[Point labeling samples]
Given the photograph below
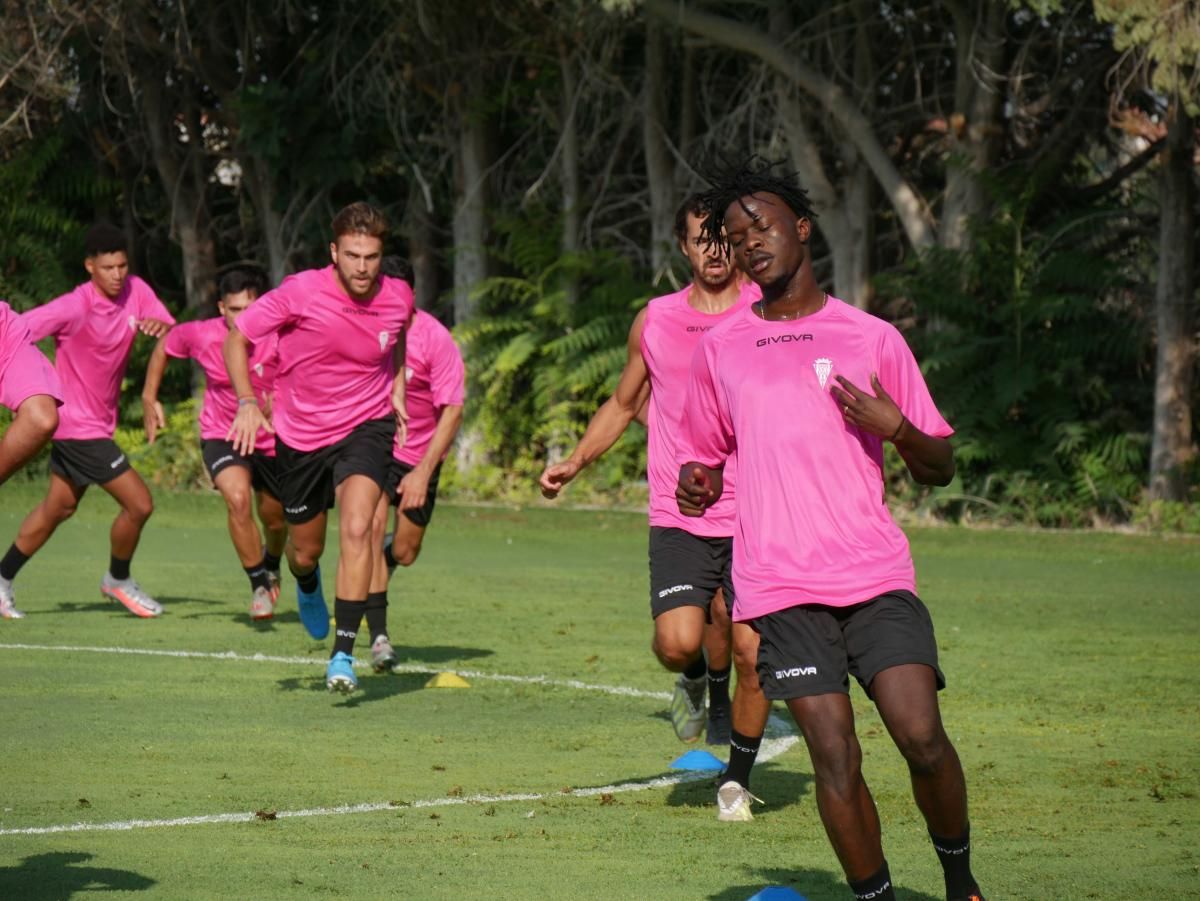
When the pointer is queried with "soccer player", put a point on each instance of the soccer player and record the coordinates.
(339, 407)
(94, 328)
(435, 388)
(689, 557)
(807, 390)
(237, 476)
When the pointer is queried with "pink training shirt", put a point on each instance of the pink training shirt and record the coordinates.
(435, 377)
(671, 331)
(24, 370)
(94, 335)
(813, 524)
(204, 342)
(335, 353)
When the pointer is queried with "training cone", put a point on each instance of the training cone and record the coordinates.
(700, 761)
(448, 680)
(777, 893)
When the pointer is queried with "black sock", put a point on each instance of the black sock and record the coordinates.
(377, 613)
(719, 688)
(118, 569)
(347, 619)
(875, 888)
(955, 857)
(743, 752)
(12, 563)
(307, 582)
(258, 577)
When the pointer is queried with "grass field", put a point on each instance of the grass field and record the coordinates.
(1072, 661)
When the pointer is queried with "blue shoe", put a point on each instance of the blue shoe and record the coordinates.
(340, 673)
(313, 612)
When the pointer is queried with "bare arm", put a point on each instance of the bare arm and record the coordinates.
(250, 418)
(414, 486)
(930, 460)
(153, 418)
(610, 421)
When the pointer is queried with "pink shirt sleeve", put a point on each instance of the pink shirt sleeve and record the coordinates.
(707, 432)
(59, 317)
(900, 377)
(268, 314)
(180, 341)
(448, 376)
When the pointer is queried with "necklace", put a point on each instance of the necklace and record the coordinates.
(787, 318)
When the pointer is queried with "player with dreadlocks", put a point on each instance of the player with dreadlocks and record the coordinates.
(823, 574)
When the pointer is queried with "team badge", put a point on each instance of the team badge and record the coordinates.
(822, 366)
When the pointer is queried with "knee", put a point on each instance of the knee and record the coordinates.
(42, 415)
(141, 510)
(924, 749)
(238, 502)
(837, 761)
(673, 655)
(355, 528)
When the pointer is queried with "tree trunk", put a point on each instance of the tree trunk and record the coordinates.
(570, 174)
(1173, 449)
(423, 250)
(659, 164)
(471, 208)
(975, 125)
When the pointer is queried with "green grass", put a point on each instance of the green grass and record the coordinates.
(1072, 661)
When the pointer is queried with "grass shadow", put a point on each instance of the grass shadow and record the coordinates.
(372, 686)
(57, 876)
(780, 788)
(811, 884)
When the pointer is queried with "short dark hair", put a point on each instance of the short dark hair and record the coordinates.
(395, 266)
(240, 278)
(694, 205)
(360, 218)
(731, 182)
(105, 238)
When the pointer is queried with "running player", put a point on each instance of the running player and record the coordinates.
(336, 413)
(94, 328)
(689, 558)
(802, 386)
(237, 476)
(435, 388)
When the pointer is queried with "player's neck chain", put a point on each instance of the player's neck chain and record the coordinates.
(787, 317)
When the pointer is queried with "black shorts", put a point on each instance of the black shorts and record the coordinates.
(687, 570)
(420, 515)
(88, 461)
(264, 470)
(811, 649)
(310, 479)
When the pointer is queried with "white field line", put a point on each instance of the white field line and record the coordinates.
(317, 661)
(779, 738)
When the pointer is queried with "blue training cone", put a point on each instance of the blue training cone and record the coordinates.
(699, 761)
(777, 893)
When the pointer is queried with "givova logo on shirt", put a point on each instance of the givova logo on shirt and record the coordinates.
(796, 672)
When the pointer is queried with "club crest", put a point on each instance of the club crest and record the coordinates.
(822, 366)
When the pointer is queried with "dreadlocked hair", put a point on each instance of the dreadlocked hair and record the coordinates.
(732, 181)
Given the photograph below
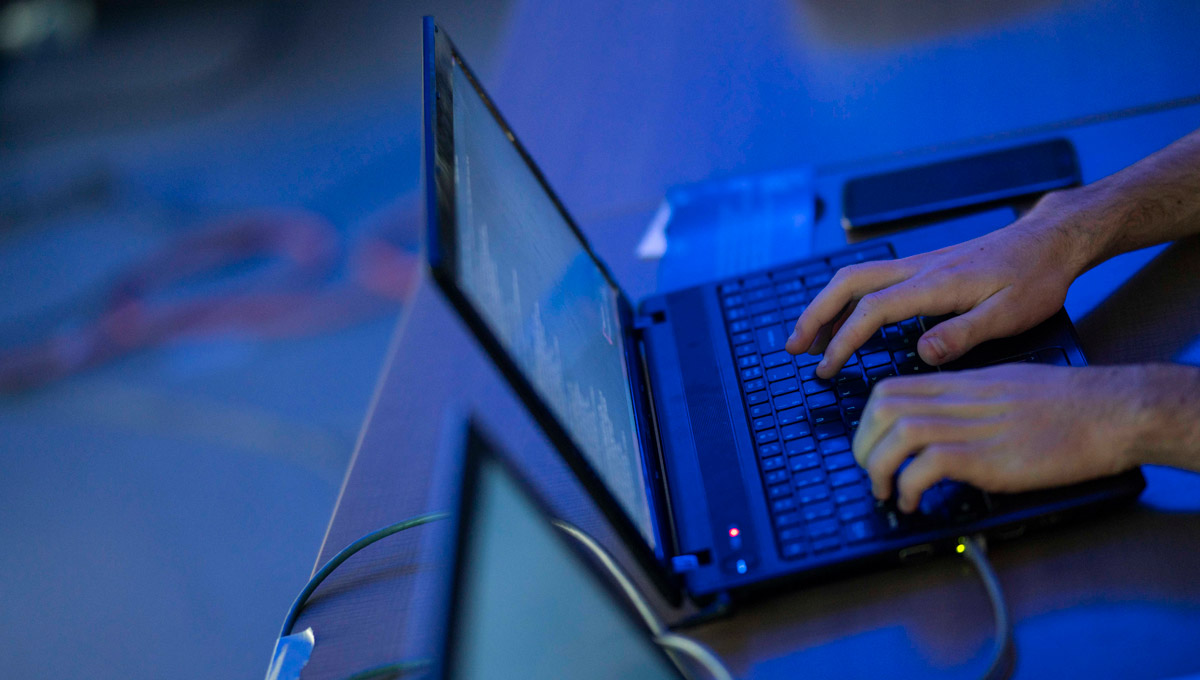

▶ **AIM OF THE EXERCISE**
Starting at the line with "crest and record the coordinates." and running through the end of the listing above, give those lines as a JSON list of strings, one per line, with blank lines left out. Omit the pictures from the list.

▶ **RESULT OF THIS TASK**
[
  "When the pointer is queried with \"club crest\", put a point on each instance of the club crest and record the coordinates.",
  "(822, 366)",
  "When the pointer is queried with \"dreadlocked hair\", put a point on each instance of the dreadlocked hair and record the coordinates.",
  "(732, 181)",
  "Given the photograph below"
]